- _Goal of the exercise_
Transcribe every entry word for word, but skip the images.

-- Start of Information provided --

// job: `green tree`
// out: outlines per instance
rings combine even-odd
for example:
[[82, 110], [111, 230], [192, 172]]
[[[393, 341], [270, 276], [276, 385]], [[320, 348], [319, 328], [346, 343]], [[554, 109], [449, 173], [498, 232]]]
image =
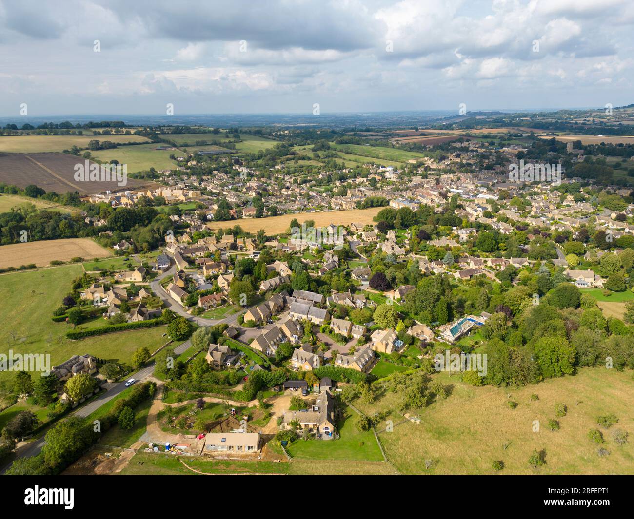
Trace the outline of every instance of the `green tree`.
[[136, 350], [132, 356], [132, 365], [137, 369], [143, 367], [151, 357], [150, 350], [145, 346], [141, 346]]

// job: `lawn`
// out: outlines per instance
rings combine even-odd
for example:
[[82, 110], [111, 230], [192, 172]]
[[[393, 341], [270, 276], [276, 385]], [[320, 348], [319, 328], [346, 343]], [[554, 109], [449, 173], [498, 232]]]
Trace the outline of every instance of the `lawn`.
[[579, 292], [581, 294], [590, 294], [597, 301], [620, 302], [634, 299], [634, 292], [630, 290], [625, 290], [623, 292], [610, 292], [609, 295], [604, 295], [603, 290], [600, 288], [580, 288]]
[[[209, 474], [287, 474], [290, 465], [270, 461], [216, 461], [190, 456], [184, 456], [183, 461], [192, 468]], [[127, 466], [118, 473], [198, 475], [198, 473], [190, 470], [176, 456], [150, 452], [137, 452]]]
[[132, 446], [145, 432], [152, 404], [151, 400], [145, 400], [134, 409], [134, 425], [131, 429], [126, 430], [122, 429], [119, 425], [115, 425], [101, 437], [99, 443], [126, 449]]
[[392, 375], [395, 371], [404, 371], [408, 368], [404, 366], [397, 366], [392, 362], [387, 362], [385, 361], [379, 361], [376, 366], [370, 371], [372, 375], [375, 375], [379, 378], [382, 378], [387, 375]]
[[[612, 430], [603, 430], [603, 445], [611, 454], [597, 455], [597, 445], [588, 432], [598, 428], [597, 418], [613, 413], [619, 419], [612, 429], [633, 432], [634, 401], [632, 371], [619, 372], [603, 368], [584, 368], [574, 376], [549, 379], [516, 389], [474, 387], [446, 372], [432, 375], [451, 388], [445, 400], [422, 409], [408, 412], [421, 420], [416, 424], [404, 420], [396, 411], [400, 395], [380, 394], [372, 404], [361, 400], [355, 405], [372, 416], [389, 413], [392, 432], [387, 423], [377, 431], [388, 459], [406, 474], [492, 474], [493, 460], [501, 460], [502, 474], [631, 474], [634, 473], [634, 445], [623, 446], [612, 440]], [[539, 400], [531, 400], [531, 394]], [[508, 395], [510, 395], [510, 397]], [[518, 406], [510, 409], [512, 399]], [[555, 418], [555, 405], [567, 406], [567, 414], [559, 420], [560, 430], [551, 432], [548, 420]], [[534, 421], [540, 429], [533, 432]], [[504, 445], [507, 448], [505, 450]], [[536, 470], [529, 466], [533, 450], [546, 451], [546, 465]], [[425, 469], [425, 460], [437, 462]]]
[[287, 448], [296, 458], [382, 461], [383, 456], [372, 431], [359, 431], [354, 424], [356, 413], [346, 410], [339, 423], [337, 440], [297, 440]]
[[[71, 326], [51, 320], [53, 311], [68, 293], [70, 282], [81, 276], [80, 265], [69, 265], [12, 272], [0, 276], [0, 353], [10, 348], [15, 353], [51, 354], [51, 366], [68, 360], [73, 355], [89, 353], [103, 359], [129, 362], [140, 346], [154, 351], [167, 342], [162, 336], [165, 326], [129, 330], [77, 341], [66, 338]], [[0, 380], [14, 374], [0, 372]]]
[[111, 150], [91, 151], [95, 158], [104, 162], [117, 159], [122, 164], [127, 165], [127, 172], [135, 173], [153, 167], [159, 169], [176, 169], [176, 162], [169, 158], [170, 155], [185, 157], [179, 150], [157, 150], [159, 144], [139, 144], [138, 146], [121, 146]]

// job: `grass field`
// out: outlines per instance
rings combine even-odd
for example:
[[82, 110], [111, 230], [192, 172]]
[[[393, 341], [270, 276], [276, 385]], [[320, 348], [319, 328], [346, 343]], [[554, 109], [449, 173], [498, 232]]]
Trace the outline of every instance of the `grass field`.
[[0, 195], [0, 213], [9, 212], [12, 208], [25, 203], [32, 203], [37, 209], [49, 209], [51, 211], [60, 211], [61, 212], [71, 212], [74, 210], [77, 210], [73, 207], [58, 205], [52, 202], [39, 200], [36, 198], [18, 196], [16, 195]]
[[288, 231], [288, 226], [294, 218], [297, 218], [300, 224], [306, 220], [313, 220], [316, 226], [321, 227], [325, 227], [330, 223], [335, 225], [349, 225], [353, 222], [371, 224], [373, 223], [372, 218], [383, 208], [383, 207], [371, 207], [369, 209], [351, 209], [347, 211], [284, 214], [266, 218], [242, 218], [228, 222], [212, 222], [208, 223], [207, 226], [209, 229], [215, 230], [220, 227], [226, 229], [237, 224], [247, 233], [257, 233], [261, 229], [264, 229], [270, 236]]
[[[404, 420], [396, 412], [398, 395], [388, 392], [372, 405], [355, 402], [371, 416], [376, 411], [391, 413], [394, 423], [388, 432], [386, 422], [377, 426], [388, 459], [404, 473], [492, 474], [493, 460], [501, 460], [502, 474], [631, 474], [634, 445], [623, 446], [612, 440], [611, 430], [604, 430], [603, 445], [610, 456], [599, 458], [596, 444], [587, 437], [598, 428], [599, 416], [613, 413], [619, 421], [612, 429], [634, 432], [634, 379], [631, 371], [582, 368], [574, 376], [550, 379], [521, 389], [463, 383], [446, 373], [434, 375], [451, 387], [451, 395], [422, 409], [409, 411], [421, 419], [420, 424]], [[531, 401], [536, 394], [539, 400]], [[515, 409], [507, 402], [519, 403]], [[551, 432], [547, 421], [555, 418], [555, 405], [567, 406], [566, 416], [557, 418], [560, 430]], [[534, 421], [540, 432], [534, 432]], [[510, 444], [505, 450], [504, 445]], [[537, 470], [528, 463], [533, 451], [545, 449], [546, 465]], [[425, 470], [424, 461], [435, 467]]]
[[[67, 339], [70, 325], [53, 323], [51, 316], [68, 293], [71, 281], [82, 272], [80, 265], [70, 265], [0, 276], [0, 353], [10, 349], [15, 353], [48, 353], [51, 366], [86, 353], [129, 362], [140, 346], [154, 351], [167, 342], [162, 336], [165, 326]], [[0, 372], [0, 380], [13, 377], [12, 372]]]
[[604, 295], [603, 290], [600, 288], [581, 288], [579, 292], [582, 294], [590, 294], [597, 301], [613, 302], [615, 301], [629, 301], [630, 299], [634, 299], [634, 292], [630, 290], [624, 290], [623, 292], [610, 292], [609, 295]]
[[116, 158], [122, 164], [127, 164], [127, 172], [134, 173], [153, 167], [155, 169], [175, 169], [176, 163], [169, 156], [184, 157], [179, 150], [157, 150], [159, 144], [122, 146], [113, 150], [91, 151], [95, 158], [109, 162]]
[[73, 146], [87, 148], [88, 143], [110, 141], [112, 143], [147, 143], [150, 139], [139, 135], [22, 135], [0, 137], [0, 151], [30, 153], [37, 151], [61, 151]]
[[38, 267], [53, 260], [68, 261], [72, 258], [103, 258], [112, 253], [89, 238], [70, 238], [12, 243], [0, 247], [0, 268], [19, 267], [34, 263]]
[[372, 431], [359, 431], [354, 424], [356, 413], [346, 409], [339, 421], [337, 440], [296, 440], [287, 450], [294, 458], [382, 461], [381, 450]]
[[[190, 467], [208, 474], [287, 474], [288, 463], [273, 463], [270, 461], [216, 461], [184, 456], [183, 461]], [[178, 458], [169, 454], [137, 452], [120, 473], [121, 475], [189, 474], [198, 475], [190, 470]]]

-- End of Information provided --

- _Output of the exercise_
// job: `green tree`
// out: outlines per instance
rings combine even-odd
for example:
[[82, 110], [111, 230], [192, 172]]
[[[393, 341], [270, 276], [276, 385]], [[320, 348], [319, 328], [346, 343]], [[554, 109], [449, 173], [498, 232]]]
image =
Trace the outline of every instance of the `green tree`.
[[136, 350], [132, 356], [132, 365], [137, 369], [143, 367], [151, 357], [150, 350], [145, 346], [141, 346]]

// job: `lawn`
// out: outlines per instance
rings combine even-odd
for example:
[[82, 110], [111, 230], [192, 172]]
[[[393, 341], [270, 276], [276, 385]], [[320, 348], [319, 328], [346, 343]], [[554, 109], [449, 173], [498, 232]]]
Trace the outline of every instance of the `lawn`.
[[579, 292], [581, 294], [590, 294], [597, 301], [620, 302], [634, 299], [634, 292], [630, 290], [625, 290], [623, 292], [610, 292], [609, 295], [604, 295], [603, 290], [600, 288], [580, 288]]
[[[209, 474], [287, 474], [290, 465], [270, 461], [216, 461], [190, 456], [184, 456], [183, 461], [192, 468]], [[127, 466], [118, 473], [198, 475], [198, 473], [190, 470], [176, 456], [150, 452], [137, 452]]]
[[132, 446], [145, 432], [152, 404], [151, 400], [145, 400], [134, 409], [134, 425], [131, 429], [126, 430], [122, 429], [119, 425], [115, 425], [101, 437], [99, 443], [126, 449]]
[[392, 375], [395, 371], [404, 371], [408, 368], [404, 366], [397, 366], [392, 362], [387, 362], [385, 361], [379, 361], [376, 366], [370, 371], [372, 375], [375, 375], [379, 378], [382, 378], [387, 375]]
[[[612, 430], [603, 430], [603, 445], [611, 454], [597, 455], [597, 445], [588, 432], [598, 428], [597, 418], [613, 413], [619, 419], [612, 429], [633, 432], [634, 401], [632, 371], [619, 372], [603, 368], [584, 368], [574, 376], [549, 379], [516, 389], [474, 387], [446, 372], [432, 375], [451, 388], [445, 400], [422, 409], [408, 412], [421, 420], [416, 424], [404, 420], [396, 411], [400, 395], [380, 394], [372, 404], [361, 400], [355, 405], [372, 416], [389, 413], [392, 432], [387, 423], [377, 431], [388, 459], [406, 474], [492, 474], [493, 460], [501, 460], [502, 474], [631, 474], [634, 473], [634, 445], [623, 446], [612, 440]], [[539, 400], [531, 400], [531, 394]], [[508, 395], [510, 395], [510, 397]], [[518, 406], [510, 409], [512, 399]], [[555, 418], [555, 405], [567, 406], [567, 414], [559, 420], [560, 430], [551, 432], [548, 420]], [[534, 421], [540, 429], [533, 432]], [[504, 445], [507, 448], [505, 450]], [[536, 470], [529, 466], [533, 450], [546, 451], [546, 465]], [[425, 469], [425, 460], [437, 462]]]
[[287, 448], [296, 458], [382, 461], [383, 456], [372, 431], [359, 431], [354, 424], [356, 413], [346, 410], [339, 423], [337, 440], [297, 440]]
[[[71, 326], [51, 320], [53, 311], [68, 293], [70, 282], [81, 276], [80, 265], [69, 265], [12, 272], [0, 276], [0, 353], [10, 348], [15, 353], [51, 354], [51, 366], [68, 360], [73, 355], [89, 353], [103, 359], [129, 362], [140, 346], [154, 351], [167, 342], [162, 336], [165, 326], [129, 330], [77, 341], [66, 338]], [[0, 380], [14, 374], [0, 372]]]
[[111, 150], [91, 151], [95, 158], [104, 162], [117, 159], [122, 164], [127, 165], [127, 172], [135, 173], [153, 167], [159, 169], [176, 169], [176, 162], [169, 158], [170, 155], [185, 157], [179, 150], [157, 150], [159, 144], [139, 144], [138, 146], [121, 146]]

// job: `grass field`
// out: outlines per instance
rings combine even-odd
for example:
[[82, 110], [111, 230], [192, 172]]
[[[393, 341], [270, 276], [276, 385]], [[320, 348], [319, 328], [346, 343]], [[554, 109], [449, 173], [498, 232]]]
Trace the outline of every instance of the `grass field`.
[[0, 195], [0, 213], [9, 212], [12, 208], [25, 203], [32, 203], [37, 209], [49, 209], [51, 211], [60, 211], [61, 212], [71, 212], [74, 210], [77, 210], [73, 207], [58, 205], [52, 202], [39, 200], [36, 198], [18, 196], [16, 195]]
[[288, 231], [288, 226], [294, 218], [297, 218], [300, 224], [306, 220], [313, 220], [316, 226], [321, 227], [325, 227], [330, 223], [335, 225], [349, 225], [353, 222], [371, 224], [373, 223], [372, 218], [383, 208], [383, 207], [371, 207], [369, 209], [351, 209], [347, 211], [284, 214], [266, 218], [242, 218], [228, 222], [212, 222], [208, 223], [207, 226], [209, 229], [215, 230], [220, 227], [226, 229], [237, 224], [247, 233], [257, 233], [261, 229], [264, 229], [270, 236]]
[[[404, 420], [396, 412], [398, 395], [388, 392], [372, 405], [355, 402], [371, 416], [376, 411], [391, 413], [394, 423], [388, 432], [386, 422], [377, 426], [388, 459], [404, 473], [492, 474], [493, 460], [501, 460], [502, 474], [631, 474], [634, 445], [623, 446], [612, 440], [611, 430], [604, 430], [603, 445], [610, 456], [599, 458], [596, 444], [587, 437], [598, 428], [599, 416], [613, 413], [619, 421], [612, 429], [634, 432], [634, 379], [631, 371], [582, 368], [574, 376], [550, 379], [521, 389], [463, 383], [446, 373], [434, 375], [451, 387], [451, 395], [422, 409], [409, 411], [421, 419], [420, 424]], [[531, 401], [536, 394], [539, 400]], [[515, 409], [507, 402], [519, 403]], [[551, 432], [547, 421], [555, 418], [555, 405], [567, 406], [566, 416], [557, 418], [560, 430]], [[534, 421], [540, 432], [534, 432]], [[510, 444], [505, 450], [504, 445]], [[537, 470], [528, 463], [533, 451], [545, 449], [546, 465]], [[425, 470], [424, 461], [435, 467]]]
[[[67, 339], [70, 325], [53, 323], [51, 316], [68, 293], [71, 281], [82, 272], [80, 265], [70, 265], [0, 276], [0, 353], [10, 349], [15, 353], [48, 353], [51, 366], [86, 353], [129, 362], [140, 346], [154, 351], [167, 342], [162, 336], [165, 326]], [[0, 372], [0, 380], [13, 377], [12, 372]]]
[[604, 295], [603, 290], [600, 288], [581, 288], [579, 292], [582, 294], [590, 294], [597, 301], [613, 302], [615, 301], [629, 301], [630, 299], [634, 299], [634, 292], [630, 290], [624, 290], [623, 292], [610, 292], [609, 295]]
[[116, 158], [122, 164], [127, 164], [127, 172], [134, 173], [153, 167], [155, 169], [175, 169], [176, 163], [169, 156], [184, 157], [179, 150], [157, 150], [159, 144], [122, 146], [113, 150], [91, 151], [95, 158], [109, 162]]
[[73, 146], [87, 148], [88, 143], [110, 141], [112, 143], [147, 143], [150, 139], [139, 135], [22, 135], [0, 137], [0, 151], [30, 153], [37, 151], [61, 151]]
[[38, 267], [53, 260], [68, 261], [72, 258], [103, 258], [112, 253], [89, 238], [70, 238], [12, 243], [0, 247], [0, 268], [19, 267], [34, 263]]
[[372, 431], [359, 431], [354, 424], [356, 413], [346, 409], [339, 421], [337, 440], [296, 440], [287, 450], [294, 458], [382, 461], [381, 450]]
[[[190, 467], [208, 474], [287, 474], [288, 463], [273, 463], [270, 461], [216, 461], [184, 456], [183, 461]], [[178, 458], [169, 454], [137, 452], [120, 473], [121, 475], [189, 474], [198, 475], [190, 470]]]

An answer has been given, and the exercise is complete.